**EXTRACTED RECORDS**
START

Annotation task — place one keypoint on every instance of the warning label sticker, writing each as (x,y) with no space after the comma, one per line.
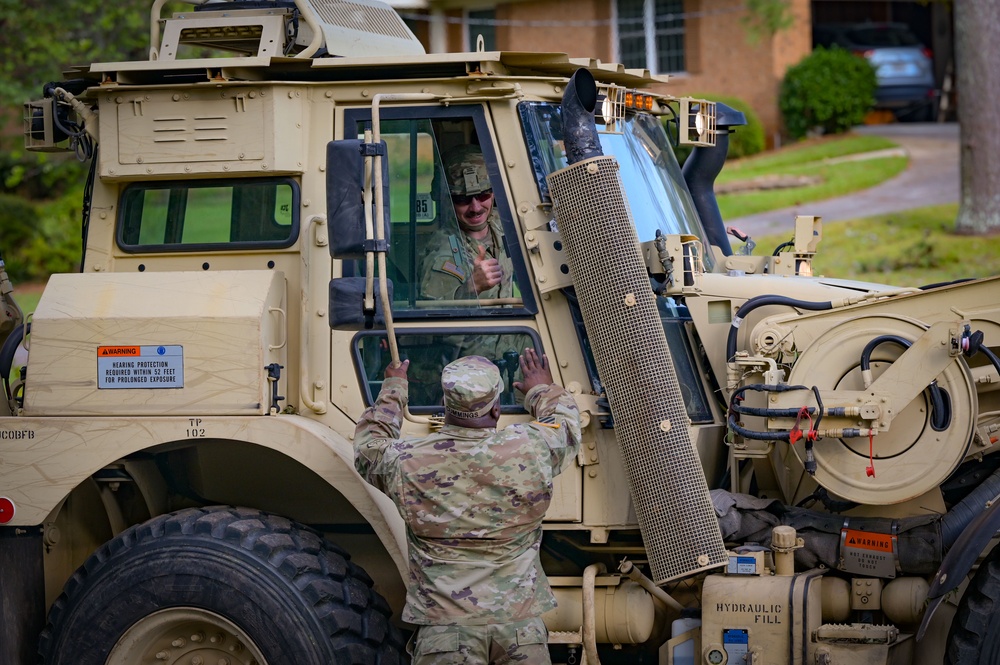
(879,542)
(866,553)
(140,366)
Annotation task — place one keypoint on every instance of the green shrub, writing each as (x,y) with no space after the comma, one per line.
(40,239)
(829,91)
(18,230)
(743,141)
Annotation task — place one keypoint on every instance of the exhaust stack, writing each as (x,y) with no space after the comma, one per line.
(668,487)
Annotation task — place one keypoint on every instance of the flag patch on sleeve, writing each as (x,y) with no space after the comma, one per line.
(451,268)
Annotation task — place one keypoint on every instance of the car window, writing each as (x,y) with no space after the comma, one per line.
(432,258)
(429,350)
(194,215)
(883,35)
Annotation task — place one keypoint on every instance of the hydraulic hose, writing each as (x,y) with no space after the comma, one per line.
(700,170)
(940,411)
(761,301)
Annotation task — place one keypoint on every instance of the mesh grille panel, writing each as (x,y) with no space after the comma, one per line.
(669,491)
(362,17)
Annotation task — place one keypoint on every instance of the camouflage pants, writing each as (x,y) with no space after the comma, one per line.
(493,644)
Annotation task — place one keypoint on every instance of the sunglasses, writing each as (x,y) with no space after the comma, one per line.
(466,199)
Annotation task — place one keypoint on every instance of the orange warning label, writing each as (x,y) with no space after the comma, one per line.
(108,351)
(879,542)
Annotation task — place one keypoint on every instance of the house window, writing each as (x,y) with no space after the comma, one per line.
(481,22)
(651,34)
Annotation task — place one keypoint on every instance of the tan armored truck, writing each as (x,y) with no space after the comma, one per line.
(777,467)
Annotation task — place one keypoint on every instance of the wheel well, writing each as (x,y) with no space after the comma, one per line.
(208,472)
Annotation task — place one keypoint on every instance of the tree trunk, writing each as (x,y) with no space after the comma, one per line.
(977,34)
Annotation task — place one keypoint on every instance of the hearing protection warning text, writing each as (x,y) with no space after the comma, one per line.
(140,366)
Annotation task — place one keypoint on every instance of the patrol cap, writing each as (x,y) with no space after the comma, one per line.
(471,386)
(465,169)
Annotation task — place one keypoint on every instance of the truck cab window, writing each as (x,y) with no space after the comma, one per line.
(208,215)
(452,247)
(429,350)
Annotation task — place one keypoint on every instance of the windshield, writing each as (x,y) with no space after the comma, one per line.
(657,194)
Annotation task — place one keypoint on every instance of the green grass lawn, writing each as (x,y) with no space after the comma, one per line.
(27,300)
(810,159)
(910,248)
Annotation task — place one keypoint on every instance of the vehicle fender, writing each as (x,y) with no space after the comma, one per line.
(43,459)
(960,558)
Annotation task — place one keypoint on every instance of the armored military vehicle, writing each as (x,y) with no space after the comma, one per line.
(777,467)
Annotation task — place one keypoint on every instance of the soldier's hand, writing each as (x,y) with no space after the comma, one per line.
(397,370)
(486,272)
(535,371)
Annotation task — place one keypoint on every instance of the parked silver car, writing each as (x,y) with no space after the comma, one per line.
(903,66)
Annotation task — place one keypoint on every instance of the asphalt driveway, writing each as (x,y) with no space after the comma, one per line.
(931,178)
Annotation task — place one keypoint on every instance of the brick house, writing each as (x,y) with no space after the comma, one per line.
(704,45)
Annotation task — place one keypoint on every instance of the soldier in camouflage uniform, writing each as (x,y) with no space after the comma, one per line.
(472,263)
(473,499)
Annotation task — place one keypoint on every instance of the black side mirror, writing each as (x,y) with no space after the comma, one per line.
(345,206)
(347,305)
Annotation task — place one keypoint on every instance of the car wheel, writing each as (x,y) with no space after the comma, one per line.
(975,631)
(220,584)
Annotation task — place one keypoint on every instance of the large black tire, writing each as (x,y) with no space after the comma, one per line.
(975,631)
(206,584)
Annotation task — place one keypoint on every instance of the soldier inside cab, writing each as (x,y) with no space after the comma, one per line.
(473,262)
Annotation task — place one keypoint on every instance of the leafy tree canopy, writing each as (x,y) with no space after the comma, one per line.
(39,39)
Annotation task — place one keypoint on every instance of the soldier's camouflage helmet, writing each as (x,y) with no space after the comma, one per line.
(465,170)
(472,386)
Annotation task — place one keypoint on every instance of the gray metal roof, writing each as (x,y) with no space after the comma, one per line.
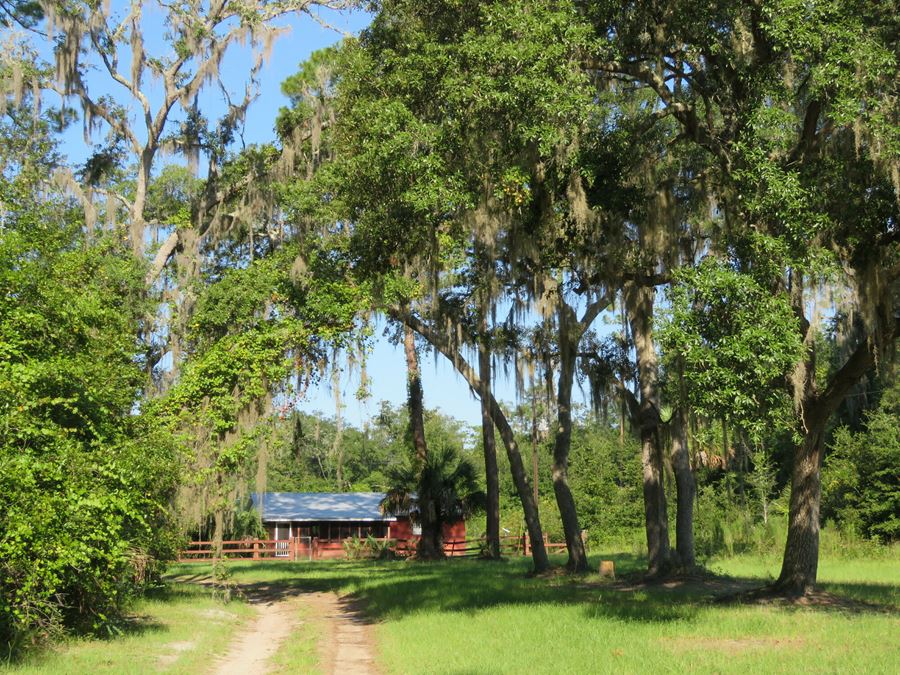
(327,506)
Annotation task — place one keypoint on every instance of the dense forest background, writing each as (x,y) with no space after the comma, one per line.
(687,211)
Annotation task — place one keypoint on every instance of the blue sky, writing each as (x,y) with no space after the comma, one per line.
(444,389)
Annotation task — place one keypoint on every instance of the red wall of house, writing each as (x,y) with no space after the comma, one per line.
(402,529)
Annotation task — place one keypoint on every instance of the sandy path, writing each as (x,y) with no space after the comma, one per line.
(346,647)
(256,644)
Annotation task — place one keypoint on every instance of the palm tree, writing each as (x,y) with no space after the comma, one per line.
(445,483)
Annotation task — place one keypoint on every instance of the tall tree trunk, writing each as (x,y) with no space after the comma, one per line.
(516,465)
(639,303)
(800,564)
(686,488)
(492,480)
(427,516)
(564,500)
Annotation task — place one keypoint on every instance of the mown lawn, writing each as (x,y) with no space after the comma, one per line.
(475,617)
(179,629)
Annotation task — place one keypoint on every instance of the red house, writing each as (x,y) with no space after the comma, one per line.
(332,517)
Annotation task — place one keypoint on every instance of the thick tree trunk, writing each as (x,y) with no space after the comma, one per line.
(686,488)
(800,564)
(492,480)
(564,500)
(639,303)
(516,466)
(429,547)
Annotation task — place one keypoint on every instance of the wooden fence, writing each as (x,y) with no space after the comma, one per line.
(312,548)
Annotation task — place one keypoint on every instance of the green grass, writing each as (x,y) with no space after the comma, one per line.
(179,629)
(475,617)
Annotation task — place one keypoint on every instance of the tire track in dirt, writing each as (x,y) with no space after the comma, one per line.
(347,644)
(256,644)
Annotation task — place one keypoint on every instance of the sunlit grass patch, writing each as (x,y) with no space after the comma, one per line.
(178,629)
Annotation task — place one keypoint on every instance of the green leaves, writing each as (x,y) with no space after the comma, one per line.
(733,342)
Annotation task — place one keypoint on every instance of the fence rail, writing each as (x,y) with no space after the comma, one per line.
(313,548)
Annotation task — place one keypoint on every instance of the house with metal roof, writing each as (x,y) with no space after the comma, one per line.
(324,520)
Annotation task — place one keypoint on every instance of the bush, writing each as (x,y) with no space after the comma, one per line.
(84,482)
(860,479)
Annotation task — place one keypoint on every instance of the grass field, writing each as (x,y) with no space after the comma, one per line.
(177,629)
(476,617)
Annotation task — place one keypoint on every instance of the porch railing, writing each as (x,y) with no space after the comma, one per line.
(313,548)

END

**EXERCISE TASK**
Each entry shown above must be quoted exactly, with its pictures left out.

**FINAL RESULT**
Annotation task — place one keypoint on every instance of the warning label sticker, writing each as (x,y) with no space after the comma, one per line.
(879,542)
(866,553)
(140,366)
Annotation task — place one keypoint on every instance of the green shrub, writing each as (x,y) with no space after the comma, one per line.
(40,239)
(829,91)
(18,230)
(743,141)
Annotation task — place one keypoint on every instance of the exhaust stack, writing each as (x,y) with no space after the comma, one per line.
(668,487)
Annotation task — place one keypoint on every instance of the flag patch on sleeve, writing each as (x,y) with no space after the comma, one per line.
(451,268)
Annotation task — place one keypoint on every instance of the car window, writing each as (x,y) with no space after the comma, one per line.
(432,258)
(429,350)
(194,215)
(883,35)
Annotation task — place one keypoint on every instance of the hydraulic hose, writing each as (x,y) with no space after the comma, one per line.
(700,170)
(940,411)
(761,301)
Annotation task — place one keypoint on every instance of the mesh grille panel, writing each as (x,y) with no space after the comma, one per line.
(669,491)
(362,17)
Annotation task — place one keypoint on every instance of the camouflage pants, writing each as (x,y) with no space after the comma, one per line.
(493,644)
Annotation task — place one keypoint on every instance of the sunglasses, writing each as (x,y) with no space after the comma, one per line.
(466,199)
Annotation task — place one keypoint on every instance of the orange warning label, writing each as (x,y) with no space after the comma, one per line.
(108,351)
(879,542)
Annotation task — place one keypoint on every instance of the house window, writing each as (x,y) with no space after the comma, one per line.
(481,22)
(651,34)
Annotation task — place one keypoint on every instance of the tan armored truck, writing each as (x,y) with no space after the comma, one per line.
(777,467)
Annotation task — place one keypoint on every instance of the wheel well, writing each as (x,y) with no space after the comma, one per line.
(208,472)
Annotation task — place one keypoint on every instance of the tree trunk, writing each as (x,y) with no space after the comma, one per line.
(977,34)
Annotation task — place one keypoint on every instance of the hearing protection warning text, writing each as (x,y) with no space after the comma, one per line.
(140,366)
Annotation task — place one keypoint on every instance of the patrol cap, writing each as (x,y) with no space after the comma, one per line.
(471,386)
(465,169)
Annotation task — place one keypoint on every instance of the truck cab window, writing each as (x,y) with no space after the comma, one per line.
(208,215)
(452,247)
(429,350)
Annotation task — place one keypoint on every instance of the windshield, writing each as (x,y) with no space after the comma, one per line.
(657,194)
Annotation task — place one keypoint on every instance of the green grass lawn, writing each as (x,y) with no space after the comma, one per line.
(27,300)
(810,159)
(910,248)
Annotation task — place one keypoint on every instance of the vehicle fender, writing each as (x,y) with no space after the comma, one per line.
(43,459)
(960,558)
Annotation task — place one keypoint on every instance of the armored military vehicle, writing each as (x,y) with no space after the comma, one per line.
(777,467)
Annotation task — place one keypoint on every instance of the soldier's hand, writing each as (x,y) with no space after the comma, one per line.
(397,370)
(486,272)
(535,371)
Annotation task — place one keypoint on every instance of the parked silver car, writing each as (x,y) with no space after the comma, one per line.
(903,66)
Annotation task — place one keypoint on every instance of the asphalt driveway, writing each as (x,y) with no space after the comma, one per line.
(931,178)
Annotation task — place one keypoint on every instance of the brick house, writing each as (x,y) with no space after the comma, one per line.
(704,45)
Annotation task — place one keypoint on every instance of the soldier in camouflage uniform, writing each as (x,y) with no space after the comma, one per line.
(472,263)
(473,499)
Annotation task — place one keypoint on every instance of the black side mirror, writing each as (x,y) with no space after the comma, one per line.
(345,206)
(347,305)
Annotation task — place one keypoint on every instance of the car wheel, writing each as (x,y) with no space after the comma, one per line.
(975,631)
(220,584)
Annotation task — place one keypoint on every instance of the large black tire, writing each as (x,y) with no space after the comma, one per line.
(975,631)
(206,584)
Annotation task — place one keypoint on every instance of the soldier inside cab, writing each as (x,y) with no space after the comma, one per line.
(473,262)
Annotation task — place one keypoint on every instance of the leafy tree canopy, writing each as (x,y) with no space after the comma, one per line.
(39,39)
Annotation task — place one keypoint on every instance of the soldier's camouflage helmet, writing each as (x,y) with no space after the comma, one per line.
(465,170)
(472,386)
Annotation task — place one keypoint on every instance of the gray metal roof, writing each as (x,y) with no space after the comma, one per line.
(327,506)
Annotation task — place one keypoint on every instance of the dense forest background, writing each as (x,y) with no space after the comma, one per line.
(687,211)
Annotation task — place one keypoint on every instance of the blue sky, writing each as (x,y) with no space after the comma, one per line.
(444,389)
Annotation task — place one keypoint on every instance of the red wall of house, writing each as (x,y) with no space after the comma, one per line.
(402,529)
Annotation task — place one keypoint on every instance of the sandy path, writing each as (x,y) with no space after the comma, one per line.
(346,647)
(256,644)
Annotation task — place one keypoint on every instance of the palm tree, writing each as (x,y) with no space after the comma, one per line.
(445,483)
Annotation task — place one keypoint on every instance of the tall tree trunk, writing each as (x,y) with no space after the comma, one per line.
(516,465)
(639,303)
(800,564)
(686,488)
(492,480)
(427,516)
(564,500)
Annotation task — place one keypoint on every instance of the mown lawn, writing each as (x,y) with no space after the comma, one per line.
(475,617)
(179,629)
Annotation task — place one keypoint on every instance of the red house, writing each as (x,y) with no space after the comma, one per line.
(332,517)
Annotation task — place one keypoint on every instance of the thick tree trunk, writing each as (x,y) with no space after the comma, one per line.
(686,488)
(800,564)
(492,480)
(564,500)
(639,303)
(516,466)
(429,547)
Annotation task — place one keypoint on every instance of the wooden fence, writing each as (x,y) with no space after the comma, one per line.
(312,548)
Annotation task — place one keypoint on every instance of the green grass, writing each as (x,y) with no space after the comma, one per line.
(179,629)
(475,617)
Annotation task — place one keypoint on every instance of the tire track in dirt, writing each as (x,y) with no space after the comma, one per line.
(347,644)
(256,644)
Annotation task — place one keypoint on every instance of the sunlit grass patch, writing each as (x,y) with no space after the comma, one per line.
(178,629)
Annotation task — place one keypoint on every instance of the green leaves, writing each as (x,y) with no space after the comma, one per line.
(733,342)
Annotation task — place one keypoint on every instance of the fence rail, writing each as (x,y) with no space after the comma, one per line.
(313,548)
Annotation task — place one keypoint on every instance of the house with metal roof, writing each as (x,y) with no space after the comma, one per line.
(324,520)
Annotation task — place one keypoint on every instance of the bush, writing each as (x,y) with no space after the comma, one per line.
(84,482)
(860,479)
Annotation task — place one keypoint on every instance of the grass field, writing each as (x,y) with no space after the comma, one per line.
(177,629)
(476,617)
Annotation task — place one keypoint on every instance of the porch railing, writing each as (x,y) with no space after the comma, one per line.
(313,548)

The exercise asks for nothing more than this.